SELECTED PASSAGE: Begin

Connecting your Raspberry Pi to a Bluetooth OBD-II Adapter

Ever heard the phrase “you just can’t work on cars these days because they’re all computerized”? Well, it’s 2013, and unless you’re an expert with pneumatic engine control systems, you’re probably in better shape working with the Engine Control Module. This post shows you how to connect your Raspberry Pi to a Bluetooth OBD-II adapter and to run a few simple commands.

Equipment List

First off, here’s a list of exactly what I’m using:


OBD stands for On-Board Diagnostics, and this standard connector has been mandated in the US since the 1996 model year. It’s a 16 pin connector, and by law, it must be within 2 feet of your steering wheel, so it should be pretty easy to find. Mine looks like this with a little door covering it most of the time:


The OBD-II connector is how you can connect to your car’s Controller Area Network (CAN) Bus. You can collect all sorts of real-time information from the CAN Bus through the OBD-II port, and also pull any “Check Engine Light” Malfunction Indicator Lamp (MIL) trouble codes. There are two flavors of MIL codes — those that cause the MIL to light up without flashing, and those that cause it to flash. If your MIL is on, but it isn’t flashing, you have an emissions problem — basically you’re polluting the environment more than you’re supposed to, but your car isn’t really at risk of damaging itself. Lots of things can cause the MIL to light up, your gas cap could be loose, you could have a bad O2 sensor, or your air/fuel ratio may be off. Cars run by burning a precise mixture air and fuel, and if that mixture is off, the car won’t be burning fuel as efficiently as it could be. If your MIL is blinking, you should pull over. Something is very wrong.

SELECTED PASSAGE: End
DATASET RECORDS: Begin

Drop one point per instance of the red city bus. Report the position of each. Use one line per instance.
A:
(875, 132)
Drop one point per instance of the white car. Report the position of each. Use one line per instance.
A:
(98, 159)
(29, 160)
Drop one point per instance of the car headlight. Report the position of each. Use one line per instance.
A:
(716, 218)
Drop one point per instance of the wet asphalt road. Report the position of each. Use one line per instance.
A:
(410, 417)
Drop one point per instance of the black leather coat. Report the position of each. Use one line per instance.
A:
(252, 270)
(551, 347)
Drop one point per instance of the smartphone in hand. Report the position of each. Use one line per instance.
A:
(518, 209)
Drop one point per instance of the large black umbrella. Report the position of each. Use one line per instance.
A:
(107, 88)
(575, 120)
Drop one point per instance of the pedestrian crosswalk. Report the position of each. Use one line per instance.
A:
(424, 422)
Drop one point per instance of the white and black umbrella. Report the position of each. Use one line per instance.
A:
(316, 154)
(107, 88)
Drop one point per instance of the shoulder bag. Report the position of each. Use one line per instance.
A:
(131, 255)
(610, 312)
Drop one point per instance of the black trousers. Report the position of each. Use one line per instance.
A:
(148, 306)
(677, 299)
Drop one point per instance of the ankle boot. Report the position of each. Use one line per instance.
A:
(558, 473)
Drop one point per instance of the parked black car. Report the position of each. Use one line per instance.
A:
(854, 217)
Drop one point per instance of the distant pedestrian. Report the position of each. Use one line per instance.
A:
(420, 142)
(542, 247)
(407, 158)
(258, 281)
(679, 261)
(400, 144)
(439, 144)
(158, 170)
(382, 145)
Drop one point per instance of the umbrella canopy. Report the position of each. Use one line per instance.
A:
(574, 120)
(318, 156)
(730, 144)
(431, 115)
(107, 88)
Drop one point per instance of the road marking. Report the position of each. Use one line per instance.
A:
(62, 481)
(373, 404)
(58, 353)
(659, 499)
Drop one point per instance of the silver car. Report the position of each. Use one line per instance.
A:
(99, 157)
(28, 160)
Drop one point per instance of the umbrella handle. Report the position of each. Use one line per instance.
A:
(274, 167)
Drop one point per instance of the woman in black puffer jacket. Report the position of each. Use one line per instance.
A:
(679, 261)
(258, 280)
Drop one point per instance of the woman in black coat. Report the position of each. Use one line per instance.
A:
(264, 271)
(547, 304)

DATASET RECORDS: End

| PARTS OF THE EXERCISE |
**1)** Return the part of the Raspberry Pi OBD-II article from "Ever heard the" up to and including "few simple commands.", copied word for word.
**2)** Write the next part of the article on connecting a Raspberry Pi to a Bluetooth OBD-II adapter, starting after its last sentence.

| RESULTS OF THE TASKS |
**1)**
Ever heard the phrase “you just can’t work on cars these days because they’re all computerized”? Well, it’s 2013, and unless you’re an expert with pneumatic engine control systems, you’re probably in better shape working with the Engine Control Module. This post shows you how to connect your Raspberry Pi to a Bluetooth OBD-II adapter and to run a few simple commands.

**2)**
OBD-II Modes

The OBD-II specification defines 10 different modes of operation, each with a series of Parameter IDs (PID):

$01. Show current data
$02. Show freeze frame data
$03. Show stored Diagnostic Trouble Codes
$04. Clear Diagnostic Trouble Codes and stored values
$05. Test results, oxygen sensor monitoring (non CAN only)
$06. Test results, other component/system monitoring (Test results, oxygen sensor monitoring for CAN only)
$07. Show pending Diagnostic Trouble Codes (detected during current or last driving cycle)
$08. Control operation of on-board component/system
$09. Request vehicle information
$0A. Permanent DTC’s (Cleared DTC’s)

I’ve highlighted some of the more used ones. Mode 09 pulls vehicle information, like the manufacturer of the car, the Vehicle Identification Number (VIN), and other information that doesn’t change. Mode 03 is used to pull any stored trouble codes — these may or may not be causing the MIL to light up. Depending on the code, one or two might just be stored without lighting up the MIL. Mode 01 is full of great real time information like the engine’s current RPM, the current speed, the throttle position, coolant temperature, intake temperature, and all sorts of other sensor information.
First off, you’ll want to plug the Bluetooth OBD-II adpater into this port and turn the car on. The Bluetooth adapter uses an ELM327 chip to communicate with the CAN bus over OBD-II. The ELM327 chip is a programmed microcontroller produced by ELM Electronics for translating the OBD interface. The ELM327 command protocol is one of the most popular PC to OBD interface standards, it’s the best way to communicate with the CAN bus over OBD-II.

Once we have the OBD-II adapter plugged in and powered on, we’ll need to connect to it from our Raspberry Pi.


As you can see here, I’ve plugged my Bluetooth USB adapter into it, and I’ll be connecting over SSH for most of the rest of this (though you could just plug in to an HDMI monitor and open the terminal). I’m using Raspbian OS on my Pi, which is a variant of Debian.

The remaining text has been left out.